Text provided:
Impact, advocacy and outcomes - applying the evidence base to active change

Talk Code: 
Amanda Howe
Author institutions: 
University of East Anglia

Aim and intended outcomes:

To learn  / update knowledge of core competencies of effective advocacy; consider when academic researchers need to act as advocates in their teaching, research and clinical settings; and reflect on the organisational structures where advocacy is needed by our SAPC community.

Participants will be able to apply their learning to their own research and setting, choosing topics of relevance to their needs. 


introductory slides on content and context

discussion of case scenarios based around (1) REF impact studies

(2) research funding

(3) departmental capacity building

(4) institutional change.

Feed back.

Then each will prepare a '3 minute thesis' summarising the key issues they want to address and how they will get their messages across; these will be presented in the groups, some presented to the larger group. and then all can close with further discussion on action planning for their own setting. 

Content / background:

Whether at the individual, institutional , or systems level, academics are constantly faced by situations they would like to change. Common issues for SAPC members are e.g. wanting to innovate / alter educational approaches (curricula, placements, pedagogical emphasis); secure more resources for primary care and health services research; ensure their research findings have an economic, societal and / or clinical impact; and establish stability and growth within an institution that often has many complex (and conflicting) strategic priorities.

Academics are rarely taught the skills of advocacy, but this literature is beginning to form part of leadership training in many healthcare and higher education settings. Achieving effective change relies not only on intelligent analysis and excellent knowledge of the field, but on timing, techniques of communication, and effective use of relationships and networks.

Work request 1: In the workshop abstract, what do participants prepare to summarize the key issues they want to address?
Work request 2: Reproduce word for word the passage of the workshop abstract from "discussion of case" up to and including "their own setting.".
Work request 3: Carry on the workshop abstract on advocacy for academics from the point where it stops.

[Point localization data]

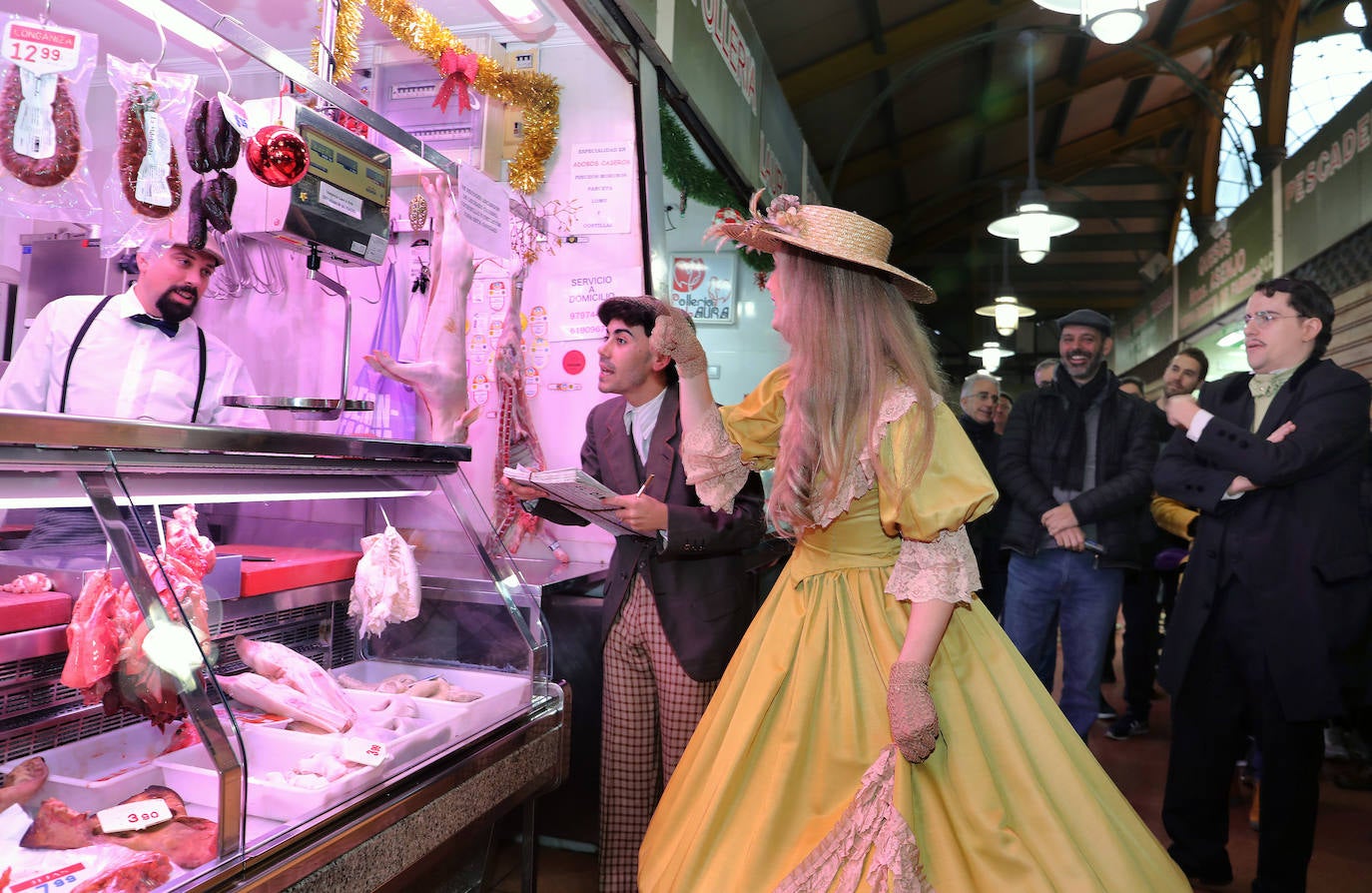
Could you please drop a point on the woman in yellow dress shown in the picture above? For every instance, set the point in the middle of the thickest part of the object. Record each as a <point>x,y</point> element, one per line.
<point>876,730</point>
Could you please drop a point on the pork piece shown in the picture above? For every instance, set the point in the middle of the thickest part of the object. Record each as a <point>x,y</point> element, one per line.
<point>283,665</point>
<point>186,840</point>
<point>276,697</point>
<point>184,737</point>
<point>29,584</point>
<point>439,375</point>
<point>99,623</point>
<point>385,586</point>
<point>143,871</point>
<point>106,660</point>
<point>22,782</point>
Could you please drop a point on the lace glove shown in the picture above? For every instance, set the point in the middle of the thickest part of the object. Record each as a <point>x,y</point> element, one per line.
<point>914,724</point>
<point>674,335</point>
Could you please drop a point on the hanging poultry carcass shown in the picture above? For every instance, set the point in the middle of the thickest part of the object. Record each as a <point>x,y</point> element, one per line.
<point>439,375</point>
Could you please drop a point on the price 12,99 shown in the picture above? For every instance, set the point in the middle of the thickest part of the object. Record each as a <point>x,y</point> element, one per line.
<point>41,48</point>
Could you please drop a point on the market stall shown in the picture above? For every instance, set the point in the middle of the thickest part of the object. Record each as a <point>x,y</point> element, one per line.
<point>337,662</point>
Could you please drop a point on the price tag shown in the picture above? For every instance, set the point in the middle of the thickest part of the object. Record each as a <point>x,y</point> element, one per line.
<point>362,750</point>
<point>133,816</point>
<point>237,116</point>
<point>40,48</point>
<point>54,879</point>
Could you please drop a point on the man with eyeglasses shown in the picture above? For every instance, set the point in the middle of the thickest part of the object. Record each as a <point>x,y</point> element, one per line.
<point>980,398</point>
<point>1276,587</point>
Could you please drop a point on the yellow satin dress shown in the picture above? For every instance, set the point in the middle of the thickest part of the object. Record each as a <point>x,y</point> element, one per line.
<point>1010,800</point>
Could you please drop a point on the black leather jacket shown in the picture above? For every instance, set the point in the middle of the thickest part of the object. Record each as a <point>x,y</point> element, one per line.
<point>1126,450</point>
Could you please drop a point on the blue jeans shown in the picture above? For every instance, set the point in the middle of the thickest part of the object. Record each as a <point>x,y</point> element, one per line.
<point>1063,588</point>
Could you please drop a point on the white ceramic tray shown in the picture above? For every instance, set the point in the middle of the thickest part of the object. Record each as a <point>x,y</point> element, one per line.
<point>502,694</point>
<point>191,774</point>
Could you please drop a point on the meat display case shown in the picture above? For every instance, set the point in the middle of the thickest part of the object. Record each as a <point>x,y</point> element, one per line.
<point>446,768</point>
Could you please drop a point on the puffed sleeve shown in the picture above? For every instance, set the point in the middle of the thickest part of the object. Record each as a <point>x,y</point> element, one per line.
<point>740,440</point>
<point>936,559</point>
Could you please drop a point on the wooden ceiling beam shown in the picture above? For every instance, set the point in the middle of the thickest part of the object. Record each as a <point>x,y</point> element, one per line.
<point>1118,65</point>
<point>903,41</point>
<point>951,216</point>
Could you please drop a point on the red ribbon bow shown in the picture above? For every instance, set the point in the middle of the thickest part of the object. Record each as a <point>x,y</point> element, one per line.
<point>458,72</point>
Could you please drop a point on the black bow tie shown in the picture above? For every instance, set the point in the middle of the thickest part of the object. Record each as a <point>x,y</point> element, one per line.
<point>166,328</point>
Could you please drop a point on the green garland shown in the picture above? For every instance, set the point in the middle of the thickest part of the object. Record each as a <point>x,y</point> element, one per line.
<point>697,180</point>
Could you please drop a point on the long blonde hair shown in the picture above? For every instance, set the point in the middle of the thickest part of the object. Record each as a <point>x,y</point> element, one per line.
<point>848,331</point>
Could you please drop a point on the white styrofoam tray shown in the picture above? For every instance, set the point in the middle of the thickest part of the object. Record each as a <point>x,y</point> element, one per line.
<point>436,724</point>
<point>502,694</point>
<point>107,768</point>
<point>191,774</point>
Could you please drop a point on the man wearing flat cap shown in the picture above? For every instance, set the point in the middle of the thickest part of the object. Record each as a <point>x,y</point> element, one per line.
<point>1077,465</point>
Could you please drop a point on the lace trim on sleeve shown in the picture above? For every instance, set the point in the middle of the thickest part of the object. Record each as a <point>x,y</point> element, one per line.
<point>714,463</point>
<point>899,398</point>
<point>944,569</point>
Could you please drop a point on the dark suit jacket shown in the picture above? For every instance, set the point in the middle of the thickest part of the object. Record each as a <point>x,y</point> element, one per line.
<point>1294,550</point>
<point>703,592</point>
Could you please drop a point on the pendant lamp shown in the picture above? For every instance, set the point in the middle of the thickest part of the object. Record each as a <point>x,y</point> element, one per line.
<point>1107,21</point>
<point>1005,309</point>
<point>1033,224</point>
<point>991,354</point>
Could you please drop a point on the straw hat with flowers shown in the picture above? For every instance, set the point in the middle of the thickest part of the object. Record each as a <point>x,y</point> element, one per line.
<point>825,231</point>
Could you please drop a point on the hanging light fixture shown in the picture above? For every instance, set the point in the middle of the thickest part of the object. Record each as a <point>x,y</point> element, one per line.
<point>1107,21</point>
<point>1005,309</point>
<point>991,354</point>
<point>1031,224</point>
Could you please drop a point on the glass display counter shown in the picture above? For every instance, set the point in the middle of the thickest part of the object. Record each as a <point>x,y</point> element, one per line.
<point>219,708</point>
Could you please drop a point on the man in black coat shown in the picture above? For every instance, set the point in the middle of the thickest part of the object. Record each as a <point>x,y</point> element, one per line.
<point>1077,463</point>
<point>979,401</point>
<point>1276,587</point>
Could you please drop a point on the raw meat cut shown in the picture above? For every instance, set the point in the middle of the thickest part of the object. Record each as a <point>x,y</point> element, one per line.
<point>439,375</point>
<point>186,840</point>
<point>28,584</point>
<point>436,689</point>
<point>106,660</point>
<point>385,587</point>
<point>282,698</point>
<point>143,871</point>
<point>22,782</point>
<point>283,665</point>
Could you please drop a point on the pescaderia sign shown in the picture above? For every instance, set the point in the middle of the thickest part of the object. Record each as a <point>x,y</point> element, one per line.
<point>1222,271</point>
<point>1327,184</point>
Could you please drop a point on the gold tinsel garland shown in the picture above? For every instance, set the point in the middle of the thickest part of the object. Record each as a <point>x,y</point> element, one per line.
<point>534,92</point>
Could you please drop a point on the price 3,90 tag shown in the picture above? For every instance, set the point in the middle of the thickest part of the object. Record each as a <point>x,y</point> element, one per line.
<point>133,816</point>
<point>40,48</point>
<point>362,750</point>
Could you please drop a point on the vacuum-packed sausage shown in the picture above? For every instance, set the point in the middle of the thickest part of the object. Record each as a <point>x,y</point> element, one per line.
<point>40,172</point>
<point>133,149</point>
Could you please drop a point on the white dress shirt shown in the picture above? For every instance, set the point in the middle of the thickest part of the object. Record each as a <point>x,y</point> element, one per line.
<point>124,370</point>
<point>639,423</point>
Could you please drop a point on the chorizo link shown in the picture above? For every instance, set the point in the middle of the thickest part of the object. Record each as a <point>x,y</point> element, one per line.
<point>40,172</point>
<point>133,147</point>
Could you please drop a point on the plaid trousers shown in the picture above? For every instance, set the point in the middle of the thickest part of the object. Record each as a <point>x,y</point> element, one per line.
<point>649,711</point>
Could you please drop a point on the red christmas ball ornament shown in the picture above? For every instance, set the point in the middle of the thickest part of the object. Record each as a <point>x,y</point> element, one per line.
<point>279,157</point>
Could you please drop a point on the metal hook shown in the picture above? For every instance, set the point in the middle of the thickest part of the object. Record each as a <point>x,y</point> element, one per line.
<point>162,35</point>
<point>228,78</point>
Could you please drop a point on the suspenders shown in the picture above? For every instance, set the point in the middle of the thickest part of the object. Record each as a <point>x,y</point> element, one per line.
<point>85,327</point>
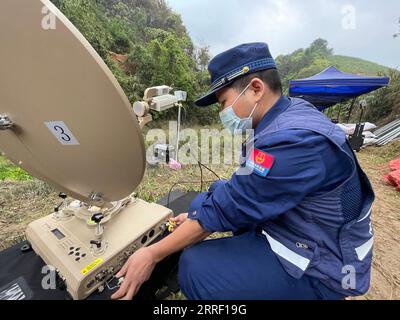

Output 1: A "3 minute thesis" summarizing the key issues and how they will get their messages across.

Output 2:
discussion of case scenarios based around (1) REF impact studies

(2) research funding

(3) departmental capacity building

(4) institutional change.

Feed back.

Then each will prepare a '3 minute thesis' summarising the key issues they want to address and how they will get their messages across; these will be presented in the groups, some presented to the larger group. and then all can close with further discussion on action planning for their own setting.

Output 3:
Core stages of effective advocacy usually include: choosing a strong issue or message out of the many options; testing this out on other stakeholders and defining a precise set of goals / targets; building partnerships and alliances; considering timing and opportunities where change may be possible; deciding which ‘voices’ and media to use; and a cycle of implementation, evaluation and closure. Getting access to key players and overcoming power blocks are also crucial steps, and taking the time to do this can seem challenging in an already busy academic schedule. But the opportunity to create significant academic impact and also enhance one’s own reputation and career can offset this.

Finally there is also specific evidence on how to affect institutional / organisational change which will be presented as part of the material and working exercises.

Intended audience

The workshop is relevant to all stages of academic careers, though the specific scope and challenges may vary according to setting and circumstances - the workshop will allow choice of focus.